[Objective] Print the line that contains "[segment] construction crane" and every line after it through the last line of the records below, exactly as written and nothing else.

(Mask labeling examples)
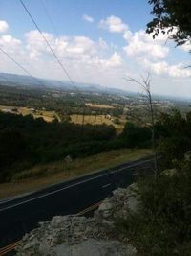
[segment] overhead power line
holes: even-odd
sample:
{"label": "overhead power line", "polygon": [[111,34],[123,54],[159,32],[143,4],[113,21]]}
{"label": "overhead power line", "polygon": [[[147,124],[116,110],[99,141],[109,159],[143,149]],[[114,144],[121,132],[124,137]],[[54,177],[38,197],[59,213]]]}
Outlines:
{"label": "overhead power line", "polygon": [[8,54],[5,50],[3,50],[0,47],[0,51],[6,55],[10,59],[11,59],[18,67],[20,67],[26,74],[28,74],[31,78],[32,78],[35,81],[37,81],[38,84],[43,85],[44,84],[35,77],[33,77],[25,67],[23,67],[15,58],[13,58],[10,54]]}
{"label": "overhead power line", "polygon": [[43,9],[44,9],[44,11],[45,11],[45,14],[46,14],[47,18],[49,19],[49,22],[50,22],[50,24],[52,25],[52,28],[53,28],[53,30],[55,35],[58,37],[57,30],[56,30],[56,28],[55,28],[55,26],[54,26],[54,24],[53,24],[53,19],[51,18],[51,15],[49,14],[49,11],[48,11],[48,8],[47,8],[47,6],[46,6],[46,3],[45,3],[44,0],[41,0],[41,3],[42,3],[42,6],[43,6]]}
{"label": "overhead power line", "polygon": [[[52,54],[53,55],[53,57],[55,58],[55,59],[57,60],[57,63],[59,64],[59,66],[61,67],[62,71],[64,72],[64,74],[68,77],[71,84],[77,90],[78,88],[76,87],[74,81],[72,80],[71,76],[69,75],[68,71],[66,70],[66,68],[64,67],[64,65],[62,64],[62,62],[59,60],[57,55],[55,54],[55,52],[53,51],[53,49],[52,48],[51,44],[49,43],[49,41],[47,40],[47,38],[45,37],[45,35],[43,35],[41,29],[39,28],[39,26],[37,25],[36,21],[34,20],[34,18],[32,16],[30,11],[28,10],[28,8],[26,7],[26,5],[24,4],[24,2],[22,0],[19,0],[21,5],[23,6],[23,8],[25,9],[26,12],[28,13],[28,15],[30,16],[31,20],[32,21],[32,23],[34,24],[34,26],[36,27],[36,29],[38,30],[38,32],[40,33],[41,36],[43,37],[44,41],[46,42],[48,48],[51,50]],[[81,95],[81,98],[83,100],[83,104],[84,104],[84,98]]]}

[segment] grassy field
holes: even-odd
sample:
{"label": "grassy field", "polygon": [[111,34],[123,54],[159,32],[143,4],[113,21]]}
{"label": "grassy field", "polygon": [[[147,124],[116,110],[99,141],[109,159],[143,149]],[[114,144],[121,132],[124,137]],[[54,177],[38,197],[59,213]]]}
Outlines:
{"label": "grassy field", "polygon": [[[82,119],[83,115],[71,115],[71,122],[75,123],[75,124],[82,124]],[[108,119],[105,117],[105,115],[96,115],[96,125],[101,125],[101,124],[106,124],[108,126],[112,125],[116,128],[117,133],[120,133],[124,128],[125,123],[127,122],[126,120],[119,118],[120,124],[114,124],[112,120]],[[84,116],[84,124],[95,124],[95,115],[85,115]]]}
{"label": "grassy field", "polygon": [[86,104],[87,106],[92,107],[92,108],[105,108],[105,109],[113,109],[114,106],[109,105],[104,105],[104,104]]}
{"label": "grassy field", "polygon": [[[31,192],[53,183],[85,175],[99,169],[112,167],[126,161],[151,154],[151,150],[123,149],[103,152],[86,158],[75,159],[66,165],[63,161],[35,166],[26,170],[23,179],[14,177],[10,183],[0,184],[0,198],[7,198]],[[29,177],[31,175],[31,177]],[[27,177],[28,176],[28,177]],[[20,176],[21,178],[21,176]]]}
{"label": "grassy field", "polygon": [[[16,111],[12,111],[12,109],[17,109]],[[60,122],[59,116],[55,111],[46,111],[46,110],[33,110],[29,107],[19,107],[19,106],[11,106],[11,105],[0,105],[0,110],[3,112],[11,112],[14,114],[21,114],[23,116],[32,115],[34,118],[42,117],[46,122],[52,122],[56,116],[58,121]]]}

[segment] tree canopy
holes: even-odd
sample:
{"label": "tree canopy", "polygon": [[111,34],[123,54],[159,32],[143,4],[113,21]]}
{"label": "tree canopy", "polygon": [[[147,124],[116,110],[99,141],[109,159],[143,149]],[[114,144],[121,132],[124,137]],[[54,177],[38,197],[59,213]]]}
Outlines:
{"label": "tree canopy", "polygon": [[147,24],[147,33],[157,36],[159,32],[169,34],[177,43],[191,43],[191,0],[149,0],[154,18]]}

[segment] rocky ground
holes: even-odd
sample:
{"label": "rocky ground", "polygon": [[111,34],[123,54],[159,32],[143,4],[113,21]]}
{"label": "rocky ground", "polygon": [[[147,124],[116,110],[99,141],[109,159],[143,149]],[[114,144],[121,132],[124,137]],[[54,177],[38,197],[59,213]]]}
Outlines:
{"label": "rocky ground", "polygon": [[93,218],[55,216],[26,234],[17,246],[18,256],[136,256],[137,250],[117,232],[116,221],[136,211],[135,185],[118,188]]}

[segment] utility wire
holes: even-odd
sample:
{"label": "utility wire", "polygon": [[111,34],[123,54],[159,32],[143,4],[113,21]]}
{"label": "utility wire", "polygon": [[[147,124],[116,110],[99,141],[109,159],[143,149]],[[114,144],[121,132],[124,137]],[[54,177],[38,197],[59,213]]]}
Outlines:
{"label": "utility wire", "polygon": [[47,18],[49,19],[49,22],[50,22],[50,24],[52,25],[52,28],[53,28],[53,30],[55,35],[56,35],[57,37],[59,37],[59,36],[58,36],[57,30],[56,30],[56,28],[55,28],[55,26],[54,26],[54,24],[53,24],[53,19],[51,18],[51,15],[49,14],[49,11],[48,11],[48,8],[46,7],[45,1],[44,1],[44,0],[41,0],[41,3],[42,3],[42,6],[43,6],[43,8],[44,8],[45,14],[46,14]]}
{"label": "utility wire", "polygon": [[0,47],[0,51],[6,55],[10,59],[11,59],[18,67],[20,67],[26,74],[28,74],[31,78],[32,78],[33,80],[35,80],[35,81],[38,82],[38,84],[40,85],[43,85],[44,84],[38,80],[36,79],[35,77],[33,77],[26,68],[24,68],[16,59],[14,59],[10,54],[8,54],[5,50],[3,50],[1,47]]}
{"label": "utility wire", "polygon": [[[33,17],[32,16],[30,11],[27,9],[26,5],[24,4],[23,0],[19,0],[21,5],[23,6],[23,8],[25,9],[26,12],[28,13],[28,15],[30,16],[31,20],[32,21],[32,23],[34,24],[34,26],[36,27],[36,29],[38,30],[38,32],[40,33],[41,36],[43,37],[43,39],[45,40],[47,46],[49,47],[49,49],[51,50],[52,54],[53,55],[53,57],[55,58],[55,59],[57,60],[59,66],[61,67],[62,71],[64,72],[64,74],[68,77],[71,84],[79,92],[79,90],[77,89],[75,83],[74,82],[74,81],[72,80],[71,76],[69,75],[68,71],[66,70],[66,68],[63,66],[62,62],[59,60],[57,55],[55,54],[55,52],[53,51],[53,49],[52,48],[52,46],[50,45],[49,41],[47,40],[47,38],[45,37],[45,35],[43,35],[41,29],[39,28],[39,26],[37,25],[36,21],[33,19]],[[83,104],[85,105],[85,101],[82,95],[81,99],[83,100]]]}

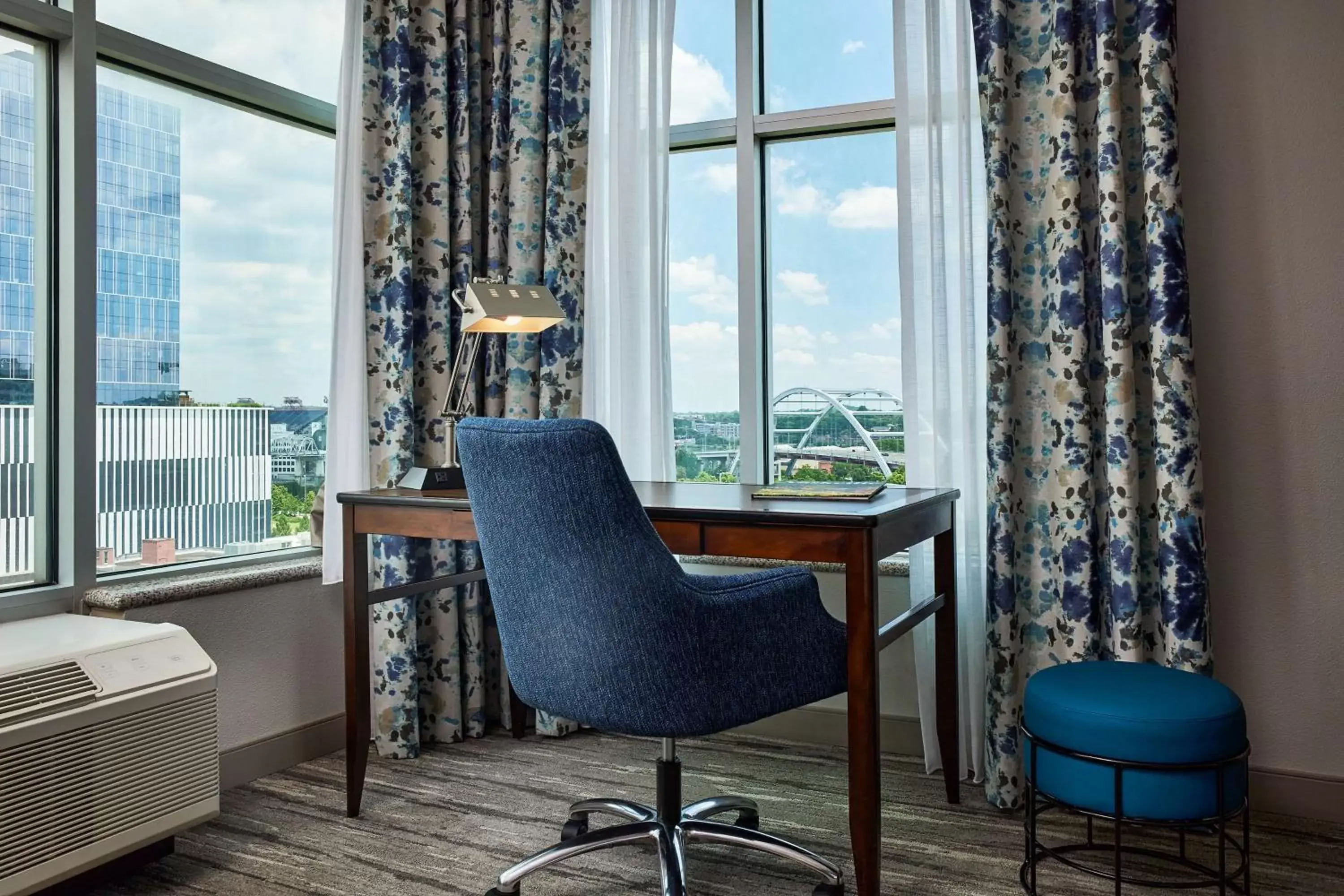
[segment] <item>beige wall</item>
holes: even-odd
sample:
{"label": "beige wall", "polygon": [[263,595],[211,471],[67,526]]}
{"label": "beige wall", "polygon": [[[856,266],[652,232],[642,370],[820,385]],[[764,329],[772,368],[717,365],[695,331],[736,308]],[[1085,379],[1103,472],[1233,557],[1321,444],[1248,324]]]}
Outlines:
{"label": "beige wall", "polygon": [[1344,778],[1344,3],[1181,0],[1179,52],[1218,676]]}
{"label": "beige wall", "polygon": [[[219,750],[316,725],[345,709],[340,586],[317,579],[129,610],[172,622],[219,666]],[[332,744],[335,748],[335,744]]]}

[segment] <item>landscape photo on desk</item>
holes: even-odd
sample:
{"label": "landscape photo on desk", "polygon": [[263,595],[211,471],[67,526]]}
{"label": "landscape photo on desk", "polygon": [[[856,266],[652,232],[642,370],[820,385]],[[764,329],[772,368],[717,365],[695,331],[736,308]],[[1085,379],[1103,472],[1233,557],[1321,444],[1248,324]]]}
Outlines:
{"label": "landscape photo on desk", "polygon": [[751,497],[871,501],[884,488],[886,482],[775,482],[757,489]]}

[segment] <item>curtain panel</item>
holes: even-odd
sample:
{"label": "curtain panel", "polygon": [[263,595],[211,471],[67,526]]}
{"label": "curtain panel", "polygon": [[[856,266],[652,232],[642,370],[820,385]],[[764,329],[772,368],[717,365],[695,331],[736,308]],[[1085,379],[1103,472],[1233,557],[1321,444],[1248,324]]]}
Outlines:
{"label": "curtain panel", "polygon": [[[544,282],[569,318],[488,337],[476,412],[578,415],[587,90],[583,0],[363,1],[371,486],[448,459],[441,408],[461,343],[450,294],[473,275]],[[474,543],[380,537],[371,575],[391,586],[480,563]],[[414,756],[509,721],[480,586],[378,604],[371,623],[380,755]],[[539,716],[543,733],[571,727]]]}
{"label": "curtain panel", "polygon": [[1173,0],[972,0],[989,196],[986,789],[1079,660],[1208,672]]}
{"label": "curtain panel", "polygon": [[[981,780],[985,705],[985,180],[965,0],[896,0],[896,234],[906,481],[961,490],[956,514],[962,775]],[[933,545],[910,549],[933,594]],[[934,626],[913,633],[925,767],[942,768]]]}

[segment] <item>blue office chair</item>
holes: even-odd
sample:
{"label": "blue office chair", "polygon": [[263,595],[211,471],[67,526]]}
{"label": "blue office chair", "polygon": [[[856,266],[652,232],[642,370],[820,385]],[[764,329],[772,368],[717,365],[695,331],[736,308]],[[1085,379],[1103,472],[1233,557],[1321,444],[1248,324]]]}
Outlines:
{"label": "blue office chair", "polygon": [[[517,695],[602,731],[663,739],[656,806],[574,803],[559,845],[505,870],[487,896],[519,893],[523,877],[574,856],[640,842],[657,848],[664,896],[685,895],[687,842],[773,853],[824,879],[814,896],[844,893],[833,862],[758,830],[753,801],[683,807],[676,756],[676,737],[845,690],[845,627],[823,609],[813,575],[688,575],[591,420],[468,418],[457,437]],[[589,830],[593,813],[625,823]],[[735,822],[710,821],[722,813]]]}

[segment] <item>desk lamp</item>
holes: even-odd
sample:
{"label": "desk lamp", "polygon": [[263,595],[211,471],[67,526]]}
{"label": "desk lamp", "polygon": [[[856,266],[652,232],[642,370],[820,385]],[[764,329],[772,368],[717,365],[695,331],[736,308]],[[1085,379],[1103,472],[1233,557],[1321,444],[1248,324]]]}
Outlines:
{"label": "desk lamp", "polygon": [[462,344],[448,379],[444,418],[448,420],[448,466],[411,467],[396,485],[403,489],[453,490],[466,488],[457,462],[457,423],[470,416],[472,371],[485,333],[540,333],[564,320],[564,309],[543,285],[505,283],[473,277],[465,289],[453,290],[462,309]]}

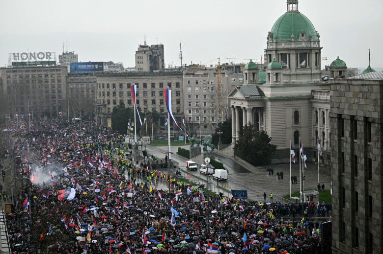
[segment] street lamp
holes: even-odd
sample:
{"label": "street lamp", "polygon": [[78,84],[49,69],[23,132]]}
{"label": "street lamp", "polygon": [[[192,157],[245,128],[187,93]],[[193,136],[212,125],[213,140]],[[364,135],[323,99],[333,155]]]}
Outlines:
{"label": "street lamp", "polygon": [[239,137],[234,135],[232,138],[234,139],[234,147],[233,147],[233,157],[235,158],[235,145],[236,142],[237,141],[237,139],[238,139]]}
{"label": "street lamp", "polygon": [[219,135],[219,141],[218,142],[218,150],[219,150],[219,146],[222,144],[222,142],[221,142],[221,135],[222,135],[223,133],[220,130],[218,131],[218,132],[217,132],[217,134]]}

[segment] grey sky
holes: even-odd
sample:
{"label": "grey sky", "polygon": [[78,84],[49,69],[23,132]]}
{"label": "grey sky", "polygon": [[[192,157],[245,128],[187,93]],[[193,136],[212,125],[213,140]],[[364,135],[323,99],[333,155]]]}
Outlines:
{"label": "grey sky", "polygon": [[[164,45],[166,65],[180,65],[180,41],[183,63],[258,60],[286,1],[4,0],[0,66],[7,63],[8,53],[28,51],[56,52],[58,60],[67,40],[68,51],[80,61],[111,60],[133,67],[144,34],[147,44]],[[383,68],[383,1],[300,0],[299,6],[321,35],[322,55],[328,58],[323,67],[339,55],[348,67],[364,68],[370,48],[371,67]]]}

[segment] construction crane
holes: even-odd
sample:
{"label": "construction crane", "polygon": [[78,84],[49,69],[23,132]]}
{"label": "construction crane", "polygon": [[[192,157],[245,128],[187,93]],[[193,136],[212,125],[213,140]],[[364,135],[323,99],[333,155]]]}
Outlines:
{"label": "construction crane", "polygon": [[221,63],[220,58],[218,58],[218,64],[216,66],[210,66],[208,67],[202,67],[199,66],[198,67],[191,67],[191,69],[215,69],[217,70],[217,83],[218,86],[218,111],[219,112],[219,121],[221,122],[223,118],[223,112],[222,110],[222,82],[221,81]]}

[Task output]
[segment] construction crane
holes: even-odd
sample:
{"label": "construction crane", "polygon": [[78,84],[49,69],[23,132]]}
{"label": "construction crane", "polygon": [[[192,157],[245,128],[187,93]],[[193,136],[212,125],[213,140]],[[364,135],[323,99],[333,155]]]}
Outlines:
{"label": "construction crane", "polygon": [[221,63],[220,58],[218,58],[218,64],[216,66],[210,66],[208,67],[202,67],[199,66],[198,67],[191,67],[191,69],[215,69],[217,70],[217,83],[218,86],[218,111],[219,112],[219,121],[221,122],[223,118],[223,112],[222,110],[222,82],[221,81]]}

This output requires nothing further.